What you will do ->
Repeat the stretch of entries below from the line with "<point>274,388</point>" through the line with "<point>456,9</point>". Include both ends and add nothing.

Data excerpts:
== Segment start ==

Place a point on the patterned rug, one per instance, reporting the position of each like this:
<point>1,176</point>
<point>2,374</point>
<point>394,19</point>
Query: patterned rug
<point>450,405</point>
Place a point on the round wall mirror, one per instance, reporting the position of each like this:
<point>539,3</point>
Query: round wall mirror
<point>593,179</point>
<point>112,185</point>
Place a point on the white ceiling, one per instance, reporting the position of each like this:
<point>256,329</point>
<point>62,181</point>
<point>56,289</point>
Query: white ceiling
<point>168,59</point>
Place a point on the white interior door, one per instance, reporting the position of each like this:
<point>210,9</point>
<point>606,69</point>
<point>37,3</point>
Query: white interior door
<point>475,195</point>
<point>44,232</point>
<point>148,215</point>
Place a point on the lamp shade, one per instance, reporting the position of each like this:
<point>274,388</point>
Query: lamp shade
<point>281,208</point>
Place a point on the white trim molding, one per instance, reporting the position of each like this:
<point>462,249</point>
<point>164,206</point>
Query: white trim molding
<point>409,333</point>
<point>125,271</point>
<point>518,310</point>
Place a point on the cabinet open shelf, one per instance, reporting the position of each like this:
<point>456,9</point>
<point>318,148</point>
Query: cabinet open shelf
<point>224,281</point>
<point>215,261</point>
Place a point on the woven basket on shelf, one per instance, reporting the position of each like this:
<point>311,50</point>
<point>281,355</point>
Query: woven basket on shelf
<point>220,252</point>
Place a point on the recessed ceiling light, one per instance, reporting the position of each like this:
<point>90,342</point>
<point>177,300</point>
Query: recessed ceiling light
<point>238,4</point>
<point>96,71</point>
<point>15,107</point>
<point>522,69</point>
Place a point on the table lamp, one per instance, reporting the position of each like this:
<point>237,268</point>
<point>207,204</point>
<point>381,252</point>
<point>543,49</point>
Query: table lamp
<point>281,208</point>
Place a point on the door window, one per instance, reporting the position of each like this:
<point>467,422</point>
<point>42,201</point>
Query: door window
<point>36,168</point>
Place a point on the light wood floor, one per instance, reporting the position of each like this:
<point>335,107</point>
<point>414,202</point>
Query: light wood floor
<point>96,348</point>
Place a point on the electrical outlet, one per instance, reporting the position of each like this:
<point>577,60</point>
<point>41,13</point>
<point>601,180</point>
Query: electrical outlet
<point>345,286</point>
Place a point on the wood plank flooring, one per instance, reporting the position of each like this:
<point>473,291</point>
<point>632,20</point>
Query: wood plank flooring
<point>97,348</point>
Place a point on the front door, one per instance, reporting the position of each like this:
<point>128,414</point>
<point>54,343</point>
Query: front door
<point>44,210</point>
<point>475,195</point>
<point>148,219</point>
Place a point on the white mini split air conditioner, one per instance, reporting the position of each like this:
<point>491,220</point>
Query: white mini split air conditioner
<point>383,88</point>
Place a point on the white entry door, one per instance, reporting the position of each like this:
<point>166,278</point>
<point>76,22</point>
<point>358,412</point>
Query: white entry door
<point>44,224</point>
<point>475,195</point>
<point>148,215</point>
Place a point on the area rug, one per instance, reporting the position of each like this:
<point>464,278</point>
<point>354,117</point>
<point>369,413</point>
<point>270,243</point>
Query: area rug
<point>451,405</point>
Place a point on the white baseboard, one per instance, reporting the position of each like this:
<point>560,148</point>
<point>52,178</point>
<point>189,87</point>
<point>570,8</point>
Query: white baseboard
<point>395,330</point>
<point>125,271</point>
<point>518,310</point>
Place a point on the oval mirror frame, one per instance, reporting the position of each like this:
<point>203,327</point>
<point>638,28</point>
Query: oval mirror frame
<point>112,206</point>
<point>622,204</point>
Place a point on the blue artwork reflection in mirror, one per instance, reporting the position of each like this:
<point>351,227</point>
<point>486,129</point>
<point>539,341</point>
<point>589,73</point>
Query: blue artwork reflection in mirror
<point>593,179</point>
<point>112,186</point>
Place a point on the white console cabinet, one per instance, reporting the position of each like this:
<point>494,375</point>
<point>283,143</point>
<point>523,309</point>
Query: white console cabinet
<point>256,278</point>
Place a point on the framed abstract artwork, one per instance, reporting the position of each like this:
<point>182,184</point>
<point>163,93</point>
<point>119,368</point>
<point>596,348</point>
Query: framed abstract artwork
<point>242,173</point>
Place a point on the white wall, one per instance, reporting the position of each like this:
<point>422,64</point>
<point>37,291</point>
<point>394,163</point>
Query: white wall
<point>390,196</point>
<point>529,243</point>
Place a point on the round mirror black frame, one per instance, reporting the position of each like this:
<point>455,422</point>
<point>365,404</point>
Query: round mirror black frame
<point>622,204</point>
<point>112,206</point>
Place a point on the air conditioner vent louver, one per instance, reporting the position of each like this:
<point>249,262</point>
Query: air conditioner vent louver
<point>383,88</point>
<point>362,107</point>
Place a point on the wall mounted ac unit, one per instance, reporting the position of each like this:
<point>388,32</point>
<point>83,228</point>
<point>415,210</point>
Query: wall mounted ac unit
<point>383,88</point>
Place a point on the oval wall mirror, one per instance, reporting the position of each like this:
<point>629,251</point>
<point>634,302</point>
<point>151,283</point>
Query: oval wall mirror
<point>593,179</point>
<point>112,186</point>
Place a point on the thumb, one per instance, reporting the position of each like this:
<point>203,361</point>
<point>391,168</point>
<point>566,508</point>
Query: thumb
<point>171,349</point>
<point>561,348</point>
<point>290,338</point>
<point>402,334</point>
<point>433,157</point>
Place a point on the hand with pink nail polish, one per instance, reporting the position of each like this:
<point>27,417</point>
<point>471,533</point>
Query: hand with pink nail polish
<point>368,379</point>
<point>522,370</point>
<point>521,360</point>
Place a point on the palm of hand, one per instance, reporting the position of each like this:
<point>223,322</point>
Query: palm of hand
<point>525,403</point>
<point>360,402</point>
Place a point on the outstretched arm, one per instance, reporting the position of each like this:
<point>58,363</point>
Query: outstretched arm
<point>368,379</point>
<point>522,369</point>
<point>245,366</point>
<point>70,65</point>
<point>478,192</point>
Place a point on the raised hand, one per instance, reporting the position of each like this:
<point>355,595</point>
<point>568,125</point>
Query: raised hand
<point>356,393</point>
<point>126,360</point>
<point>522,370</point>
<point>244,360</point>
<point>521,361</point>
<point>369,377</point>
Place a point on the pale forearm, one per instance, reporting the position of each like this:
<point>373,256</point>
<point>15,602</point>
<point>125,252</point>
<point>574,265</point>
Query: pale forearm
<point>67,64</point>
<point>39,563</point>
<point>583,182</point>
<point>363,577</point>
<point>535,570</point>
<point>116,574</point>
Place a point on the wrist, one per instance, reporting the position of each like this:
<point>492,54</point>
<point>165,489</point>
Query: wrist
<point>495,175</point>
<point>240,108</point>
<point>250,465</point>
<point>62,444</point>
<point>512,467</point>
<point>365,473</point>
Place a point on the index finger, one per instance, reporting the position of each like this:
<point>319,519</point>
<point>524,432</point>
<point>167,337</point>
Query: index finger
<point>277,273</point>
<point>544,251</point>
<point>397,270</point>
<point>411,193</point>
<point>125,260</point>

== Segment end ==

Written solution ->
<point>274,388</point>
Query: lamp shade
<point>281,208</point>
Place a point on the white trim molding, one per instance, reporting the position of each like this:
<point>462,249</point>
<point>164,206</point>
Query: white trim molding
<point>409,333</point>
<point>125,271</point>
<point>518,310</point>
Place a point on the cabinet open shelf, one per instance, reporting the position of each like this:
<point>456,9</point>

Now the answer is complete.